▸ Your task: Could you resume the forum thread below on marriage and having children, continuing after its last sentence?

[START Reading text]

I definitely see where you are coming from with children. W and I wanted 3, but after S13 was born she didn't want anymore. Which I respected. And her body kept having bad reaction to every form of birth control, NOT making light of your pain, but if she had bad reactions to birth control, and you agreed to not having more kids, what other option was there?
so I did the noble thing and got a vasectomy. Which I seriously have been regretting ever since finding out about my W A.
^^I understand
Gave up the thing, I wanted most. And all she can is shrug it off and say that she appreciates. So finding a woman who doesn't want to give birth to any children is going to be an issue if this MR ends. I'm a bit confused. Did you reverse the vasectomy?
If so, it sounds like having a child is an issue to raise early in a dating R. If it's a deal breaker and you don't want to adopt, then that's that.
Just know that fertility is never guaranteed - so you might marry a wonderful woman who is loyal and fun and loving. If she/you cannot have children together, would you walk?
Thinking onbthis just adds to the list of selfish things my W has done. Also at this point would I even want to have children so far apart in age?
don't shut too many doors. I'm one of 9 kids, and my older/youngest sister's are 10 years apart. They are close, & I had dinner last night with my 3 sisters and we get along very well.
For MY kids - My oldest, a boy, is nearly 12 years older than my youngest, a girl.
& All 3 of my kids are very close.
(It's probably my greatest achievement in life)
Oh, and my oldest brother remarried at age 56, and now has a 5 year old. (I know!!)
He seems very content with his "do over", and btw, his wife was 51 at time of delivery. Yep, I'm certain.
So My point is, Don't limit your future.
M: 57 H: 60 M: 35 yrs S30,D28,D19 H off to Alaska 2006 Recon 7/07- 8/08 *2016* X = "ALASKA 2.0" GROUND HOG DAY I File D 10/16 OW DIV 2/26/2018 X marries OW 5/2016
most of what Blu raised with you was about the recent text exchange wherein you wanted to blast your w for politely responding to you. I read the whole thread and I'd have given her an A-, (and you, not so much...)
And you wanted to blast her some more. Like you felt restrained by holding back a little. And then you told us she's a cold b1tch
for how she reacted to your requests, which I would never have responded to as well as she did, btw.

[END Reading text]
[START Provided information]

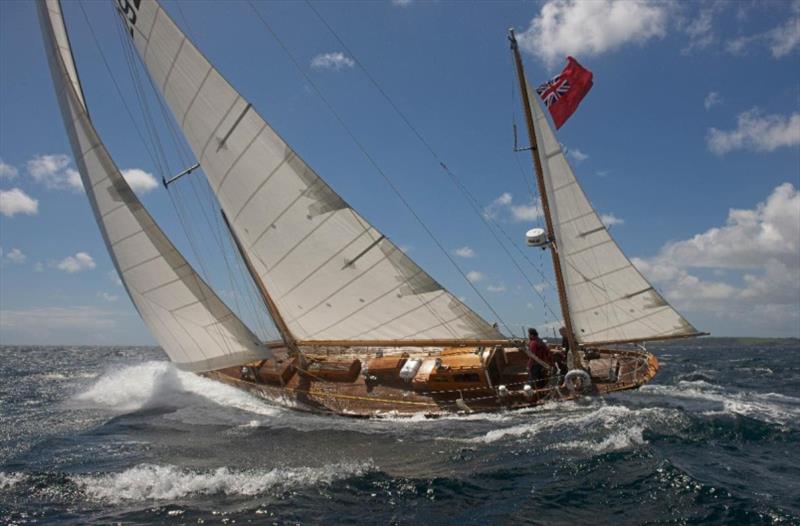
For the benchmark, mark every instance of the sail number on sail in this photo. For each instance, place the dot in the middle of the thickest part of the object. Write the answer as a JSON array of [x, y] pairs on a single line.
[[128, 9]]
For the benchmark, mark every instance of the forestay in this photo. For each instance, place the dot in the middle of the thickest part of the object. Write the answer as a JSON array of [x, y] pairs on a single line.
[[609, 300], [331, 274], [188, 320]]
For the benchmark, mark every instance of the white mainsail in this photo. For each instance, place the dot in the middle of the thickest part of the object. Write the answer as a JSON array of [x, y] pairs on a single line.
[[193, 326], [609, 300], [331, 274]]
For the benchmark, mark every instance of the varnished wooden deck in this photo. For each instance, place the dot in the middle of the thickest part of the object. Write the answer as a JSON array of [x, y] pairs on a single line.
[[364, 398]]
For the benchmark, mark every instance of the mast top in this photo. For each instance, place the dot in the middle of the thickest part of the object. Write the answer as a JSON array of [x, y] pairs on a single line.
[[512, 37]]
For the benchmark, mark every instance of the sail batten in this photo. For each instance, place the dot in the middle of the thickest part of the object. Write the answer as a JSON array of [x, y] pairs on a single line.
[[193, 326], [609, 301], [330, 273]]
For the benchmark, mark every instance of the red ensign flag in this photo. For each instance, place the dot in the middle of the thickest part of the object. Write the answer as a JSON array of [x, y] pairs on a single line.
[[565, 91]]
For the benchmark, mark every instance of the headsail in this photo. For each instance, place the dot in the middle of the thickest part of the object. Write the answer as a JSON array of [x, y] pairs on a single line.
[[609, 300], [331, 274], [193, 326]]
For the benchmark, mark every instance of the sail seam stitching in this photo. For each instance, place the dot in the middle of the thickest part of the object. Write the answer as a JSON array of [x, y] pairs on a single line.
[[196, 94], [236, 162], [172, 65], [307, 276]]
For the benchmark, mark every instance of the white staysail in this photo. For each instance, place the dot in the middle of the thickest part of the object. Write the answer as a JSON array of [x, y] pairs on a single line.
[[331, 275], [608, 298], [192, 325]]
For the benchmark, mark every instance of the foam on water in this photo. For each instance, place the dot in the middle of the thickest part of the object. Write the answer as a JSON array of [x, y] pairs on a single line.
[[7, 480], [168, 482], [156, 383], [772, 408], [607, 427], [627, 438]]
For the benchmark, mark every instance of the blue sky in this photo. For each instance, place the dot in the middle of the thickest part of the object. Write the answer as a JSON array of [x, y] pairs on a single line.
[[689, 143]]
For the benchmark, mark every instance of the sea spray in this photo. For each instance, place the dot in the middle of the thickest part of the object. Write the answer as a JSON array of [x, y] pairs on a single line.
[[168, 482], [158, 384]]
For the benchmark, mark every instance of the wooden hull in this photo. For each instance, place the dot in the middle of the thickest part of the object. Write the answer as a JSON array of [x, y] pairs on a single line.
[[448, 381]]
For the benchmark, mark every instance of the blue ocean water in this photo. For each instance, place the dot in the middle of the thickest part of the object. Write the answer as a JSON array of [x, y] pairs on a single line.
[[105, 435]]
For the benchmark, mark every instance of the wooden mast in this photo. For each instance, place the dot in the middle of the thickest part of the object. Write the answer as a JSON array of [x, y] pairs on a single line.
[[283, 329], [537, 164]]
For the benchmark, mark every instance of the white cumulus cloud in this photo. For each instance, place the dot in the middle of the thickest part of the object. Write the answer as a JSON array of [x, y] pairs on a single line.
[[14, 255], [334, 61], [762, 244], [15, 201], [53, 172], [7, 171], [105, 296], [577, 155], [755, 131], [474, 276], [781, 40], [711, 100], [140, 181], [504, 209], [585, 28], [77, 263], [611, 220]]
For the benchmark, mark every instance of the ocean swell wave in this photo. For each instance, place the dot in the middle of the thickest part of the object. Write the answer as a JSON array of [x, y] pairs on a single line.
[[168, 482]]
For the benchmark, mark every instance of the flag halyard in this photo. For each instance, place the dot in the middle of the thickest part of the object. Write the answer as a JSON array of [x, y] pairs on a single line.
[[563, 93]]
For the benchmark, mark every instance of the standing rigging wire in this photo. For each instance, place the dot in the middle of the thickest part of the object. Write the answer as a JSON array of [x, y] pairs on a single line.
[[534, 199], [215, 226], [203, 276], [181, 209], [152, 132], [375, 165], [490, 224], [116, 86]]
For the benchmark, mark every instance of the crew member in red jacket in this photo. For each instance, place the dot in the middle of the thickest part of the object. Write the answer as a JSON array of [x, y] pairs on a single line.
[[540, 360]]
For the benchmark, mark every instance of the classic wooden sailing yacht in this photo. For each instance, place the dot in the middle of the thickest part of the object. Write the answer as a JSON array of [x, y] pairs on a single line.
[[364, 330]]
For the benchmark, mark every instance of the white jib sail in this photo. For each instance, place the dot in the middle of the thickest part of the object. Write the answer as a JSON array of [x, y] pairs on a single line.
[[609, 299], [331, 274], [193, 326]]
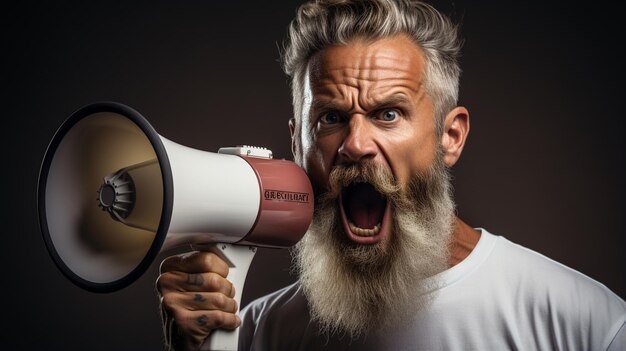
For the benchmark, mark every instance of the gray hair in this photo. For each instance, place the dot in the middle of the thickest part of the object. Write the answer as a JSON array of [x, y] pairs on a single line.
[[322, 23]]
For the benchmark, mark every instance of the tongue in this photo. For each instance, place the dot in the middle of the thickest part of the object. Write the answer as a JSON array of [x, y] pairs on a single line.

[END Provided information]

▸ In response:
Then when Blu raised this with you, you brought up issues from the past with a long grievance list. Ugh.
That's not what was asked of you. Btw, no you are not detached.
Nor do I think you are ready to file, but you are also not ready to DB and so you remain apart and uncommunicative. And stuck. You won't approach her, and you won't move near her, (I know you say you moved there b/c you wanted to do so 8 years ago, but that just isn't resonating with me as the only reason)
Telling your son that you were going to file seemed really premature to me,
so is your pride making you cornered a bit?
All I mean to say is, file if that's what you want. And Don't file b/c you blurted out things you think you cannot retract from
b/c for all we know, that's where your w is.
You say you literally don't know if she's even seeing OM now, or joined a convent or worked on herself.
But if she does have regrets and did want to reconcile, you have not kept the road home, smooth and paved. It's one thing for us to make piecing include the work it should, (& I did not)
but it's a whole other thing to make reconciling harder than it already is. Don't make it impossible.
Please consider what is being asked - about how you are handling things in the present.
is there any part of this^^^ that sounds like something that happened inside your m?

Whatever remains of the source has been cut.